__Document passage__
══════════════════════════════
We read with interest the recent articles by Hattori et al. (1,2), which report activation of nuclear factor-κB (NF-κB) transcription by the recombinant globular domain of adiponectin. However, these findings contrast directly with a substantial body of published and ongoing work. As initially reported by Ouchi et al. and confirmed by other groups (3,4), a major effect of adiponectin is the suppression of proinflammatory endothelial responses, which include reversing the activation of NF-κB, reducing adhesion molecule expression, and enhancing nitric oxide bioavailability. We have shown that the globular domain of adiponectin also suppresses endothelial reactive oxygen species generation in response to various agonists, including oxidized LDL and high glucose (5,6). At the American Diabetes Association 66th Scientific Sessions, we also reported our confirmatory studies in vivo that globular adiponectin suppresses vascular inflammation, observed as a reduction in leukocyte-endothelial interactions in the mesenteric microvasculature (7). Consistent with these observations, we also recently reported (8) globular adiponectin–induced reduction in oxidative-nitrosative stress in postmyocardial ischemia-reperfusion injury.
The initial report from Hattori et al. (2), showing increased inflammatory gene expression in cultured endothelial cells treated with commercial globular adiponectin, was surprising to us because we have used similar materials in our own studies. Caution needs to be exerted when interpreting these studies in isolation because responses in endothelial cells isolated from different vascular beds should be considered. Furthermore, even within the same primary cell type, heterogeneity in proinflammatory gene expression has been observed (9,10). Given the inflammatory responses that were observed in their studies, even small amounts of lipopolysaccharide contamination remain a concern with bacterially expressed proteins and cannot be excluded as a confounding variable. Interestingly, they showed that globular adiponectin alone had a relatively small effect on the activation of NF-κB in a transfected SV40-transformed vascular endothelial cell system. However, a prominent dose-dependent suppression by globular adiponectin of tumor necrosis factor-α–stimulated NF-κB activation was also observed, representing an anti-inflammatory effect of globular adiponectin that is fully consistent with previous studies in this area. However, this was not highlighted in their article. As controls, it would also have been valuable to determine whether globular adiponectin from different sources affected more than one endogenous inflammatory signal, also using untransfected cells as well as cells transfected with control vectors.
══════════════════════════════
[Segmentation mask data]
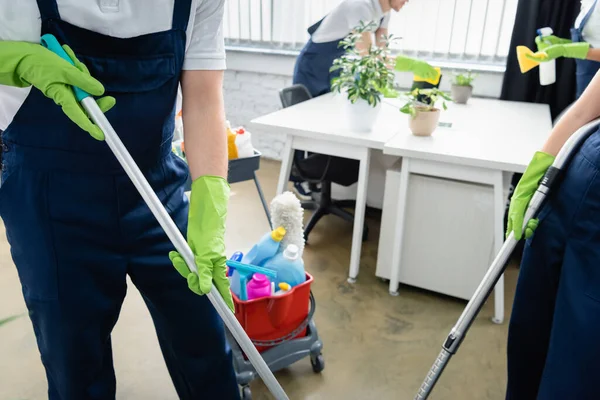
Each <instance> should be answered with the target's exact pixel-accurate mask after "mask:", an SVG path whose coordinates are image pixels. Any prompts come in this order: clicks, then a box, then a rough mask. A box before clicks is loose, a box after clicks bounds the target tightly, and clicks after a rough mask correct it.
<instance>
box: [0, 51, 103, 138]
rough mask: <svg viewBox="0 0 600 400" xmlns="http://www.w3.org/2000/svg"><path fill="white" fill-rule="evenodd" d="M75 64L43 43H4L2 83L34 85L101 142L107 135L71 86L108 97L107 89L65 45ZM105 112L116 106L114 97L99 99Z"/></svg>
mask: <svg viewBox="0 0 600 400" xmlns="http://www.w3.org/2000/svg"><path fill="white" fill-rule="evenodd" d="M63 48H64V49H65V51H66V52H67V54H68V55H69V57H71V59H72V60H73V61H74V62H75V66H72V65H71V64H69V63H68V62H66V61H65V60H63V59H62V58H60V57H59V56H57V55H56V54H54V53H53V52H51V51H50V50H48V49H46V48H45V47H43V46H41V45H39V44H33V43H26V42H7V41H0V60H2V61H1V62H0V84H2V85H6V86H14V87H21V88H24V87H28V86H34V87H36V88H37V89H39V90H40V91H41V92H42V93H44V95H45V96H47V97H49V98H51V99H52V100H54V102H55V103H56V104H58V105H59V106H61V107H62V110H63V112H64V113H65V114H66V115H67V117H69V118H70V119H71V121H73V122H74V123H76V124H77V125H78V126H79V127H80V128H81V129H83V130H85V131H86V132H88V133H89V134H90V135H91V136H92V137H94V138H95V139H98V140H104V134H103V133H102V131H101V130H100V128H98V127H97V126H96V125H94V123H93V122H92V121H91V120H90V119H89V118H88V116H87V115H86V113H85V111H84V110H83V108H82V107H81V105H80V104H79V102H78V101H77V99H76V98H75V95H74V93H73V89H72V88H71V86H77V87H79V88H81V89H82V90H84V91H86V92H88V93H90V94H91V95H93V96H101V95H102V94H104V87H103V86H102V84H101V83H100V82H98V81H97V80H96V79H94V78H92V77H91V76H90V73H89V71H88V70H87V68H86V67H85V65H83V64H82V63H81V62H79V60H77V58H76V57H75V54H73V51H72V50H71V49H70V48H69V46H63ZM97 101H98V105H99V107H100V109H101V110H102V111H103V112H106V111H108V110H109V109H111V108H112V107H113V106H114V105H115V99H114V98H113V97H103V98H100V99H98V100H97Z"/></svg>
══════════════════════════════
__Activity 1__
According to the adiponectin letter, in response to which agonists did the writers show that globular adiponectin suppresses endothelial reactive oxygen species generation?
__Activity 2__
List the proinflammatory endothelial responses that the adiponectin letter says adiponectin suppresses, as first reported by Ouchi et al.
__Activity 3__
Pick up the adiponectin letter after its final sentence and keep writing.

__Result 1__
Oxidized LDL and high glucose.

__Result 2__
- Reversing the activation of NF-κB
- Reducing adhesion molecule expression
- Enhancing nitric oxide bioavailability

__Result 3__
The more recent article from Hattori et al. (1) uses primary cultured cardiac fibroblasts and shows relatively modest effects of globular adiponectin alone on transfected NF-κB and activating protein-1 promoter activity that is enhanced by costimulation with tumor necrosis factor-α. A small observed increase in extracellular signal–related kinase activity by globular adiponectin alone was also enhanced by costimulation with angiotensin II. However, using cardiomyocytes, Walsh et al. (11) reported that among a variety of pathways ameliorated by adiponectin in the postischemic heart, trimeric full-length adiponectin actually suppressed α-adrenoreceptor agonist stimulated in extracellular signal–related kinase activity activation, which is similar to our own finding in aortic endothelial cells that globular adiponectin suppressed p42/p44 mitogen-activated protein kinase activated by oxidized LDL (5).
Finally, in a C2C12 skeletal myoblast system, Tsao et al. (12,13) showed that only high–molecular weight oligomers of adiponectin (but not globular adiponectin) activated an NF-κB signaling cascade, in contrast to trimeric adiponectin that activated only AMP kinase. Although also performed in a different cell type, these findings also diverge from the results reported by Hattori et al.
In their recent papers, Hattori et al. have not offered any potential explanations that might help reconcile their findings with these multiple lines of research in the current literature. We hope that this letter might give them a chance to provide additional perspective on these issues.